Instructions for the task →
Please return all of the entries below exactly as they are written.

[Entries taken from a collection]
========================================
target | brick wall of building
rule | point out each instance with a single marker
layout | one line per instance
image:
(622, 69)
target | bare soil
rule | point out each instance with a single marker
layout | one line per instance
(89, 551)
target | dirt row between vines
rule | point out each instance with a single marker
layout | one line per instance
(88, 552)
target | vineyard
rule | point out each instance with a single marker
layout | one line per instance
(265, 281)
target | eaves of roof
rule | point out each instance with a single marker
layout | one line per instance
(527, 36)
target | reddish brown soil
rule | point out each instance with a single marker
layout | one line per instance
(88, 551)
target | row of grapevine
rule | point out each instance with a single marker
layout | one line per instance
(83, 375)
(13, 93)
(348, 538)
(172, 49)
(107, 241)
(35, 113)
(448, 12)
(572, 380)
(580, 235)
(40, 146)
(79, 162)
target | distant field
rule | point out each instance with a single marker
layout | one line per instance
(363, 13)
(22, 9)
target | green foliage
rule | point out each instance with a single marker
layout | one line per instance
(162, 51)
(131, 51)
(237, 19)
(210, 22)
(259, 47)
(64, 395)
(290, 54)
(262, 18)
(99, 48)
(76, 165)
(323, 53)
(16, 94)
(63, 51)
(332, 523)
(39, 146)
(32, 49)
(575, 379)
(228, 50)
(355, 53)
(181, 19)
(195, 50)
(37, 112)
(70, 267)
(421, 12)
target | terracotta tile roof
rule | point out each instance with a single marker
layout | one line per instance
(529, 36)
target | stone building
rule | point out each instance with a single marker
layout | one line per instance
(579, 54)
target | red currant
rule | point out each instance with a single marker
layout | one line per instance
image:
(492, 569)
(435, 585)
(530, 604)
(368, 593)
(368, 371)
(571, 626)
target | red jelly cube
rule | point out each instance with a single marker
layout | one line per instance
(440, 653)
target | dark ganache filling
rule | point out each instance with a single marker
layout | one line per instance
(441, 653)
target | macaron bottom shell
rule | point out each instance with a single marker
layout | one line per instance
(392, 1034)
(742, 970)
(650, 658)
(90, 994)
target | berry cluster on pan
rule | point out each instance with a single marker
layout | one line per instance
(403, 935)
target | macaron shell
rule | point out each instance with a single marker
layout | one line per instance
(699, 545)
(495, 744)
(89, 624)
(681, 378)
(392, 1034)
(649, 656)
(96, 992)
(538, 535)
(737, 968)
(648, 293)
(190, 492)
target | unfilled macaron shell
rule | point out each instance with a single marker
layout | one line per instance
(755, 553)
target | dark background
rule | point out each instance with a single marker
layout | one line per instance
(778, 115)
========================================
Written answer →
target | brick wall of building
rule | point out each instance with a single marker
layout | one line per instance
image:
(622, 69)
target | bare soil
rule | point out each instance with a single marker
layout | one line per instance
(89, 551)
target | dirt row between vines
rule | point out each instance with a single marker
layout | one line per instance
(88, 552)
target | vineyard
rule | point out each instance with a single marker
layout | one line per instance
(265, 281)
target | eaves of roof
rule | point out each instance with a single marker
layout | one line per instance
(527, 36)
target | reddish brown soil
rule | point out each instance with a single marker
layout | one line per instance
(88, 551)
target | row of grapevine
rule | point out each instance with a single marker
layout | one line per instance
(83, 375)
(13, 93)
(348, 538)
(172, 49)
(107, 241)
(35, 113)
(448, 12)
(572, 380)
(580, 235)
(40, 146)
(79, 162)
target | distant field
rule | point out each instance with a single marker
layout | one line per instance
(363, 13)
(22, 9)
target | green foliage
rule | point out each instance with a single marker
layout | one line per instance
(162, 51)
(131, 51)
(237, 19)
(210, 22)
(259, 47)
(64, 395)
(290, 54)
(262, 18)
(99, 48)
(76, 165)
(323, 53)
(16, 94)
(63, 51)
(332, 523)
(39, 146)
(32, 49)
(575, 379)
(228, 50)
(355, 53)
(181, 19)
(195, 50)
(37, 112)
(70, 267)
(421, 12)
target | terracotta tile roof
rule | point out each instance with a single marker
layout | one line per instance
(529, 36)
target | stone building
rule | point out each instance with a single marker
layout | one line per instance
(579, 54)
target | red currant
rule | point out each instance with a single marker
layout | one line per instance
image:
(492, 569)
(435, 585)
(530, 604)
(368, 593)
(368, 371)
(571, 626)
target | red jelly cube
rule | point out each instance with a single marker
layout | one line per instance
(440, 653)
target | dark ganache filling
rule | point out each instance with a single marker
layout | one line per instance
(441, 653)
target | macaron bottom shell
rule | point out each instance with a single marker
layout | one line per instance
(392, 1034)
(742, 970)
(650, 658)
(90, 994)
target | berry cluster on pan
rule | point out each instance with a single marker
layout | one line per instance
(403, 935)
target | macaron shell
rule | point out each instance with a single marker
layout | one line per instance
(699, 545)
(495, 744)
(89, 624)
(681, 378)
(392, 1034)
(649, 656)
(96, 992)
(538, 535)
(737, 968)
(648, 293)
(190, 492)
target | unfilled macaron shell
rule | point out each instance with a single marker
layout | one line per instance
(755, 553)
target | dark background
rule | point out each instance with a single marker
layout | one line per instance
(778, 115)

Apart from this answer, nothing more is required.